WORK REQUEST: When a line of the material has the word "fence" in it, copy that line.

DATASET CONTENT:

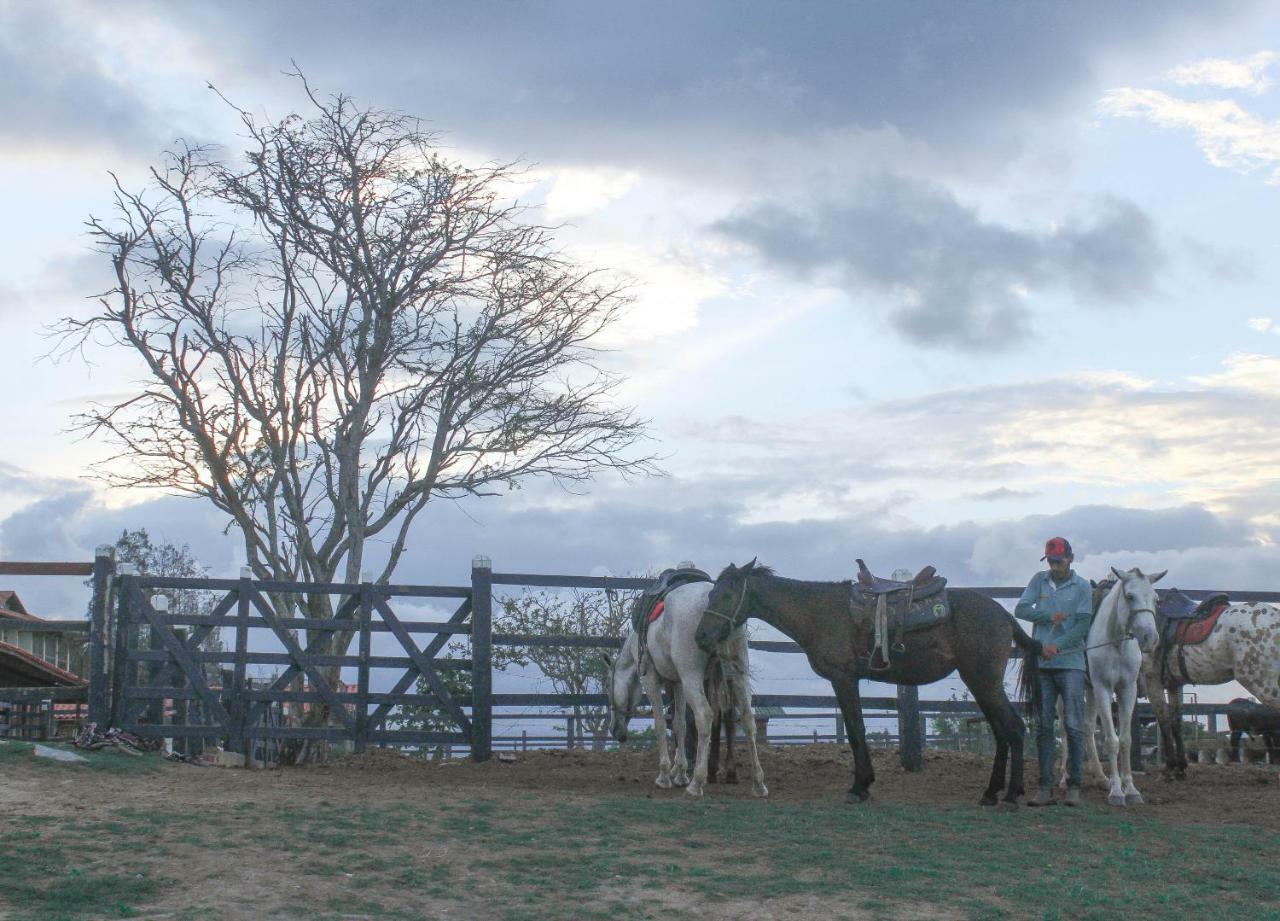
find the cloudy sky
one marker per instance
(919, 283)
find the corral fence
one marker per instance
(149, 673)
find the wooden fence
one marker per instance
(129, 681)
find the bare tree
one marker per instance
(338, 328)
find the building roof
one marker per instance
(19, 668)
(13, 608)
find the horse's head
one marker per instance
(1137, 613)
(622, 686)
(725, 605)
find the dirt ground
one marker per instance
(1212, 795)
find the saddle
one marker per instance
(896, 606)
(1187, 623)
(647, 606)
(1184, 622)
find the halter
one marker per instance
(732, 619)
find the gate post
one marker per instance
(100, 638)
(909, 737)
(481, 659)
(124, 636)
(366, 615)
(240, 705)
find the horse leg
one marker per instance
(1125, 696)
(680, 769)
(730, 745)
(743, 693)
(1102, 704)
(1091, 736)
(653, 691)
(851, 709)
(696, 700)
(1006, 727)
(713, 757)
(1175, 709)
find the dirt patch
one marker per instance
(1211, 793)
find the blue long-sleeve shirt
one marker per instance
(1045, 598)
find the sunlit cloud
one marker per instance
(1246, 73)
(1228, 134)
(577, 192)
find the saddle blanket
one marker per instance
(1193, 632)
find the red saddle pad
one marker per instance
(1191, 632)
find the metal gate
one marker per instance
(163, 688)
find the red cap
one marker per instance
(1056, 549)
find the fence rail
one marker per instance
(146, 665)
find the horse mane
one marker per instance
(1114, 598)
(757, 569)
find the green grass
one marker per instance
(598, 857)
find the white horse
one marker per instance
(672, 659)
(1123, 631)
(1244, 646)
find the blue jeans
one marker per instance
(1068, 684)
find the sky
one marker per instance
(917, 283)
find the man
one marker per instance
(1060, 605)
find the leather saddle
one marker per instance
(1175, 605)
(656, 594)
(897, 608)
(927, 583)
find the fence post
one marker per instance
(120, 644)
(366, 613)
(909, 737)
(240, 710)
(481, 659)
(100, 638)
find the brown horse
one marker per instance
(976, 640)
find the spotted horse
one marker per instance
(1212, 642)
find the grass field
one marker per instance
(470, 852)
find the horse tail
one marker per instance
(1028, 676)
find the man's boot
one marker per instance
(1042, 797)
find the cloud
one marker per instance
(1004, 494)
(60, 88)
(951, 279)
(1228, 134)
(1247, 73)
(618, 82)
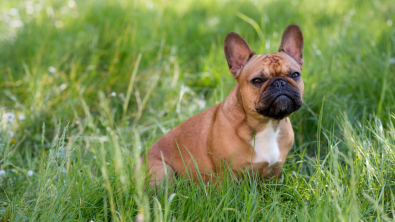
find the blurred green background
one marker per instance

---

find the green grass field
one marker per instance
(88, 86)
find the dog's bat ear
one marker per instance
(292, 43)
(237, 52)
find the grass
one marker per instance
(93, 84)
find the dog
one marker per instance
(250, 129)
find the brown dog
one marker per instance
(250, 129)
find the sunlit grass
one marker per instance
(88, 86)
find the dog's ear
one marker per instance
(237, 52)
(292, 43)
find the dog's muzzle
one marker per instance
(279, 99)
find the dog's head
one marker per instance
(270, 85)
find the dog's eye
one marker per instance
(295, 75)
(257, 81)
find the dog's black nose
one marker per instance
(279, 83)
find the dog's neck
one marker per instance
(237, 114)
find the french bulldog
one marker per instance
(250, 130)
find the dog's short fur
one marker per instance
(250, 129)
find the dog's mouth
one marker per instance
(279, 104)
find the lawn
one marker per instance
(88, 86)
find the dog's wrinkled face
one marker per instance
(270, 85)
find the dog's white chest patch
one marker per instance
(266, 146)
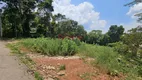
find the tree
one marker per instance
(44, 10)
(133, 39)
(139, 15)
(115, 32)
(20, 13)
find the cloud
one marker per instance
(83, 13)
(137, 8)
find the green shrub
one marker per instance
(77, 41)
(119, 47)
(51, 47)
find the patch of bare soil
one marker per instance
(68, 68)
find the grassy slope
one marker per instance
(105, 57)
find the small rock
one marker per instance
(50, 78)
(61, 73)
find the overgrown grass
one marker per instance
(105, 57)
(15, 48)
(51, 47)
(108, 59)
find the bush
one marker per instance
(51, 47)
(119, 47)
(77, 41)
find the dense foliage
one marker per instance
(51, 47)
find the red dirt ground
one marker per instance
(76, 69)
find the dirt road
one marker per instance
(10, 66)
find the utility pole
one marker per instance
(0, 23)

SOLUTION BELOW:
find the corral fence
find the wooden fence
find the fence rail
find the fence post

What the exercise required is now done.